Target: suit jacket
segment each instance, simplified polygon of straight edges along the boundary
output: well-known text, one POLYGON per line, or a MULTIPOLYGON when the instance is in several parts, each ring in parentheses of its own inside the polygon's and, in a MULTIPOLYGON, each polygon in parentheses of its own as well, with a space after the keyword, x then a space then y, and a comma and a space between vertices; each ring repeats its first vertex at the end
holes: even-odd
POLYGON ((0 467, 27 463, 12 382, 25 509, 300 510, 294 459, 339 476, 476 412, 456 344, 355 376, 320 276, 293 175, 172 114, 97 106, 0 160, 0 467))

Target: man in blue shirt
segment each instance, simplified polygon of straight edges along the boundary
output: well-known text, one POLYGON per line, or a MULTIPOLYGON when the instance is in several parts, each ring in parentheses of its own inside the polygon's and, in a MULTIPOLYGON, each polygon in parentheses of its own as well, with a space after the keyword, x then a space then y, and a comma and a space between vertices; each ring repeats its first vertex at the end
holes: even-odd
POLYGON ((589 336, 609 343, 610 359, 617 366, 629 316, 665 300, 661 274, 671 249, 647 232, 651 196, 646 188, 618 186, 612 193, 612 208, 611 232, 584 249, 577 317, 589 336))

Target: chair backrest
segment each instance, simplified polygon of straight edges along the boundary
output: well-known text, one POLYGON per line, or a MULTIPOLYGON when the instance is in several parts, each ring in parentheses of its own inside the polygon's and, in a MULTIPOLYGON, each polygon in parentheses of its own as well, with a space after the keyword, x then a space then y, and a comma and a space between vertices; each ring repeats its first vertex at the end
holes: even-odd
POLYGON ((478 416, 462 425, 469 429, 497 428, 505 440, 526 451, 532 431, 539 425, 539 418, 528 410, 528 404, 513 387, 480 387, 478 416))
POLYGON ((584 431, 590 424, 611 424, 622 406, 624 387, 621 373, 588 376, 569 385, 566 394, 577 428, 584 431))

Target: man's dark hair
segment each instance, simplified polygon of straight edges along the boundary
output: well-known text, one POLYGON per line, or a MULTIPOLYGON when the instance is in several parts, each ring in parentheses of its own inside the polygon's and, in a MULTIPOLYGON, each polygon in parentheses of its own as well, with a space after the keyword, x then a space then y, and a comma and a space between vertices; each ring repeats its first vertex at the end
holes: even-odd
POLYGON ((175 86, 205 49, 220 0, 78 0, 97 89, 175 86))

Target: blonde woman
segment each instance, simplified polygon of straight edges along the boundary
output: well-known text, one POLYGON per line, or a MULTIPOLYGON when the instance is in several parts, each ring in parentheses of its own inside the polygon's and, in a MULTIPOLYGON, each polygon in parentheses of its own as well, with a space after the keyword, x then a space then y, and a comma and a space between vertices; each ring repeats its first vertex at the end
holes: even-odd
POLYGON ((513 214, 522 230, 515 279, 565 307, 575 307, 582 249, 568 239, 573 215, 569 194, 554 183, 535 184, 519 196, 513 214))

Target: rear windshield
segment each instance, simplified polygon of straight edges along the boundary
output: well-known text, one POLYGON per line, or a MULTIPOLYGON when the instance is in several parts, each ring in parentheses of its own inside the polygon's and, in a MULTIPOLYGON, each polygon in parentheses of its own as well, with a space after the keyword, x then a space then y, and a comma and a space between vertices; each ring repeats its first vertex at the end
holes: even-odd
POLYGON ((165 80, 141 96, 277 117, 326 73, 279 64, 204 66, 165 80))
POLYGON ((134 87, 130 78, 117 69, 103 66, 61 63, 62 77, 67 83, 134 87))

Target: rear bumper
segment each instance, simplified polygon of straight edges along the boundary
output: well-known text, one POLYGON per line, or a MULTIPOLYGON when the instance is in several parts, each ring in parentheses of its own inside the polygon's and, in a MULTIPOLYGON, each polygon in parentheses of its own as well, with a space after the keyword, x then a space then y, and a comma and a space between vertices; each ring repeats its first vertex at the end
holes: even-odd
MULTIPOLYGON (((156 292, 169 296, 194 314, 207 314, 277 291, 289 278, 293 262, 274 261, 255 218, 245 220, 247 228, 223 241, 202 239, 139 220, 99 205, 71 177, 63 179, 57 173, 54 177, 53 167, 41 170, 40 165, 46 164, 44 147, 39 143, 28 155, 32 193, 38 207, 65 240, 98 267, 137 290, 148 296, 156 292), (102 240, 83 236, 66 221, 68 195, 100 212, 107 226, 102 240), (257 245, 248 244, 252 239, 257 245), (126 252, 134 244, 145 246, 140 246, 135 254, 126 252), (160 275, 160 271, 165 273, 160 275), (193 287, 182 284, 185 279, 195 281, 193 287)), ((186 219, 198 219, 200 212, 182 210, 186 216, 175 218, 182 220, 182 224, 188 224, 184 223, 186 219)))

+===+

[Brief] Convert every line of the rows above into a Markdown table with two columns, No. for the line number and Text for the line itself. Leave out the blank lines.

[Solved problem]
| No. | Text |
|---|---|
| 1 | Target: suit jacket |
| 2 | segment each instance, simplified polygon of straight edges along the boundary |
| 3 | output: well-known text, one POLYGON per line, or a MULTIPOLYGON when the instance is in several parts, each ring in parentheses of its own inside the polygon's and, in a MULTIPOLYGON, each polygon in parentheses of its own as well, with a space after the keyword, x then a space then y, and a comma and a space between vertices; each ring repeats its first vertex at the end |
| 4 | holes: even-odd |
| 5 | POLYGON ((0 467, 27 463, 12 382, 25 509, 300 510, 294 459, 339 476, 476 412, 456 344, 355 376, 320 276, 293 175, 172 114, 97 106, 0 160, 0 467)) |
| 6 | Target: man in blue shirt |
| 7 | segment each instance, simplified polygon of straight edges along the boundary |
| 8 | output: well-known text, one POLYGON per line, or a MULTIPOLYGON when the instance is in several parts, each ring in parentheses of its own inside the polygon's and, in a MULTIPOLYGON, each polygon in parentheses of its own as well, with a space after the keyword, x then a space then y, and a comma and a space between vertices; each ring repeats its first vertex at the end |
| 9 | holes: even-odd |
| 10 | POLYGON ((589 336, 609 343, 610 359, 617 366, 629 316, 665 300, 661 274, 671 249, 647 232, 651 196, 646 188, 618 186, 612 193, 612 208, 611 232, 584 249, 577 317, 589 336)) |
| 11 | Target: chair backrest |
| 12 | segment each instance, simplified polygon of straight edges along the boundary |
| 13 | output: well-known text, one POLYGON per line, or a MULTIPOLYGON when the instance is in several parts, each ring in parentheses of its own inside the polygon's and, in a MULTIPOLYGON, each polygon in parentheses of its own as well, with a space after the keyword, x then a space then y, and a comma and a space between vertices; each ring repeats its first vertex at the end |
| 14 | holes: even-odd |
| 15 | POLYGON ((478 416, 462 425, 469 429, 497 428, 505 440, 526 451, 532 431, 539 425, 539 418, 528 410, 528 404, 513 387, 480 387, 478 416)) |
| 16 | POLYGON ((584 431, 590 424, 611 424, 622 406, 624 387, 621 373, 588 376, 569 385, 566 394, 577 428, 584 431)) |
| 17 | Target: man's dark hair |
| 18 | segment each instance, simplified polygon of straight edges along the boundary |
| 19 | output: well-known text, one POLYGON per line, or a MULTIPOLYGON when the instance is in several parts, each ring in parentheses of its own inside the polygon's and, in a MULTIPOLYGON, each polygon in parentheses of its own as well, with a space after the keyword, x then a space then y, and a comma and a space between vertices; each ring repeats its first vertex at the end |
| 20 | holes: even-odd |
| 21 | POLYGON ((175 86, 205 49, 220 0, 78 0, 97 89, 175 86)) |
| 22 | Target: blonde woman |
| 23 | segment each instance, simplified polygon of straight edges along the boundary |
| 24 | output: well-known text, one POLYGON per line, or a MULTIPOLYGON when the instance is in several parts, each ring in parentheses of its own inside the polygon's and, in a MULTIPOLYGON, each polygon in parentheses of its own as well, with a space after the keyword, x then a space then y, and a comma and a space between vertices; each ring repeats its first vertex at the end |
| 25 | holes: even-odd |
| 26 | POLYGON ((513 214, 522 230, 515 279, 565 307, 575 307, 582 249, 568 239, 573 215, 569 194, 554 183, 535 184, 519 196, 513 214)) |
| 27 | Target: rear windshield |
| 28 | segment each instance, simplified polygon of straight edges along the boundary |
| 29 | output: well-known text, one POLYGON per line, or a MULTIPOLYGON when the instance is in several parts, each ring in parentheses of its own inside the polygon's and, in a MULTIPOLYGON, each polygon in parentheses of its own as well, with a space after the keyword, x then a space then y, and a comma and a space between vertices; each ring repeats its first vertex at the end |
| 30 | holes: even-odd |
| 31 | POLYGON ((165 80, 141 96, 277 117, 326 73, 279 64, 204 66, 165 80)) |
| 32 | POLYGON ((134 87, 130 78, 117 69, 103 66, 61 63, 62 77, 67 83, 134 87)) |
| 33 | Target: rear bumper |
| 34 | segment each instance, simplified polygon of straight edges along the boundary |
| 35 | output: well-known text, one POLYGON per line, or a MULTIPOLYGON when the instance is in several parts, each ring in parentheses of its own inside the polygon's and, in a MULTIPOLYGON, each polygon in parentheses of its own as well, with a space after the keyword, x then a space then y, and a comma and a space between vertices; each ring repeats its first vertex at the end |
| 36 | holes: even-odd |
| 37 | MULTIPOLYGON (((156 292, 169 296, 194 314, 207 314, 277 291, 289 278, 293 262, 274 261, 255 218, 245 220, 247 228, 223 241, 202 239, 139 220, 99 205, 71 177, 63 179, 57 173, 54 177, 53 167, 41 170, 40 165, 46 164, 44 147, 39 143, 28 155, 32 193, 38 207, 65 240, 98 267, 137 290, 148 296, 156 292), (102 240, 83 236, 66 221, 68 195, 100 212, 107 226, 102 240), (257 245, 248 244, 252 239, 257 245), (126 252, 134 244, 145 246, 140 246, 135 254, 126 252), (160 275, 160 271, 165 273, 160 275), (193 287, 182 284, 185 279, 195 281, 193 287)), ((186 219, 198 219, 200 212, 182 210, 186 216, 175 218, 182 220, 182 224, 188 224, 184 223, 186 219))) |